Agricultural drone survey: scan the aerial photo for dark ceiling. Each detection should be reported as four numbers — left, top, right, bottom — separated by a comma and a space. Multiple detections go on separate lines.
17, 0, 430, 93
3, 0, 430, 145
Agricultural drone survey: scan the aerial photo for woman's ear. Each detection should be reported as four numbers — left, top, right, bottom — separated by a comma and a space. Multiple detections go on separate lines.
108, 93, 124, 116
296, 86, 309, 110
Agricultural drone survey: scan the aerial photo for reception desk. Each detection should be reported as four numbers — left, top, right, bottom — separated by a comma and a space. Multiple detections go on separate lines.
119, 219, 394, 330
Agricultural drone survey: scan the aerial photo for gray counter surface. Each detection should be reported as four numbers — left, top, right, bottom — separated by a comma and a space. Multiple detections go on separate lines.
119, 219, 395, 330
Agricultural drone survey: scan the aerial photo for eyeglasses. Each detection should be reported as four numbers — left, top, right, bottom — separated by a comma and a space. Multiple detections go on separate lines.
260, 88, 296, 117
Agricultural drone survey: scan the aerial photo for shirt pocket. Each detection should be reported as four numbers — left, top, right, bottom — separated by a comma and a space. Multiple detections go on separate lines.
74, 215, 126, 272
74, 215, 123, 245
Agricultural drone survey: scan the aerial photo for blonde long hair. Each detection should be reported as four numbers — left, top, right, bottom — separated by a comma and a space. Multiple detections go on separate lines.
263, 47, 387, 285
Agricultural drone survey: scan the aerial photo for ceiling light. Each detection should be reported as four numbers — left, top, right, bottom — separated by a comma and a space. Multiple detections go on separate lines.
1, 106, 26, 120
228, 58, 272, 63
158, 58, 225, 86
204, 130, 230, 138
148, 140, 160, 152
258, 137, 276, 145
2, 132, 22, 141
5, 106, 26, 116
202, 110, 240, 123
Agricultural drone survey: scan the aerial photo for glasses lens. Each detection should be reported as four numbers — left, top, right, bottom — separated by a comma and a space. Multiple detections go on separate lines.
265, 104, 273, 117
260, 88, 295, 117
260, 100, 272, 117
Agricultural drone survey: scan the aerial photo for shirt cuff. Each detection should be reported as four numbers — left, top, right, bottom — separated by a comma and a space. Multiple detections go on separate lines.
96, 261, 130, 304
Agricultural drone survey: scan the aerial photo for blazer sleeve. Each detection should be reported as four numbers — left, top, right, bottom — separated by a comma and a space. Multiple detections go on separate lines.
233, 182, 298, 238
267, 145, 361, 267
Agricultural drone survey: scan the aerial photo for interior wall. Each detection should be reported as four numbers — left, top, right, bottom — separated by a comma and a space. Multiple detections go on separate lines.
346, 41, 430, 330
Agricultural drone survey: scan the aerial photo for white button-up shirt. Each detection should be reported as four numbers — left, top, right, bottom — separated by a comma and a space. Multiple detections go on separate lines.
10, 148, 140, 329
+-------+
_Task statement:_ Output an exact copy of the listing.

_Response:_
Agricultural drone survey: scan the aerial photo for dark ceiling. Each detection should be reported as four numbers — left, top, right, bottom — separated by a comma and a space. Multiple detections go on separate lines.
17, 0, 430, 93
3, 0, 430, 145
Agricultural drone survey: scan the aerial photo for woman's ear. Each detection should be reported as four numbers — left, top, right, bottom — separated by a comma and a space. Multiple detections go on separate lines.
108, 93, 124, 116
296, 86, 309, 110
Agricultural drone survey: scan the aerial photo for reception desk. Each detection should be reported as four numbers — left, top, right, bottom — separated by a comma and a space. Multiple detections go on separate lines.
119, 219, 394, 330
Agricultural drone survey: scan the aerial photo for gray counter surface. Each detection should be reported as four numbers — left, top, right, bottom — separated by a comma and a space. Multiple detections go on separate lines.
119, 219, 395, 330
Agricultural drone survey: scan the aerial photo for eyeglasses. Each detection should be reported as four numbers — left, top, right, bottom — separated by a comma and a space. Multiple detections go on separate lines.
260, 88, 296, 117
Agricultural drone survey: scan the aerial photo for shirt pocket. Each detection should be reported as four numbers — left, top, right, bottom — separated by a comma and a space. Multiple detections go on separate lines.
74, 215, 126, 272
74, 215, 123, 245
Agricultural drone survey: scan the aerial photo for blonde long hair. Each detection should be reported as four numbers — left, top, right, bottom — separated by a comma and a space. Multiple detections go on separate lines.
263, 47, 387, 285
Agricultural drone survey: scan the aerial photo for ceiling light. Each detection should be reported as four numbers — left, top, right, bottom — separated by a comma and a space. Multiple detections go on separate lines.
1, 106, 26, 120
228, 58, 272, 63
158, 58, 225, 86
204, 130, 230, 138
148, 140, 160, 152
258, 137, 276, 145
2, 132, 22, 141
5, 106, 26, 116
202, 110, 240, 123
Agricultural drone survey: scan the aerial photo for glasses lens. Each detection should be reported as four numbers — left, top, right, bottom — separated by a comma and a space. Multiple detections go on separate lines.
265, 104, 273, 117
260, 88, 295, 117
260, 100, 272, 117
Agricultural drone survey: scan the aerial photo for shirt cuff. Each detection should be reported as four numbers — left, top, right, bottom — separated by a comma and a space. Multiple detections go on separate lines.
96, 261, 130, 304
Agricultural drone survey: scan the aerial photo for blazer sleeve. Each detection should be reported as four numbers — left, top, right, bottom — separated by a comma and a space. Multiple detections go on separate lines.
233, 182, 298, 238
267, 145, 361, 267
Agricultural drone survey: scan the aerial photo for interior wall. Each detection should be reported as four numbers — left, top, right, bottom — separated by a comma and a space. Multiple detections go on separate lines.
346, 41, 430, 330
Agricultural drone survey: scan the aerial photo for white button-up shirt. Each detection should be reported as four numbers — left, top, right, bottom — separated by a comma and a space. Multiple detections go on separate lines.
10, 148, 140, 329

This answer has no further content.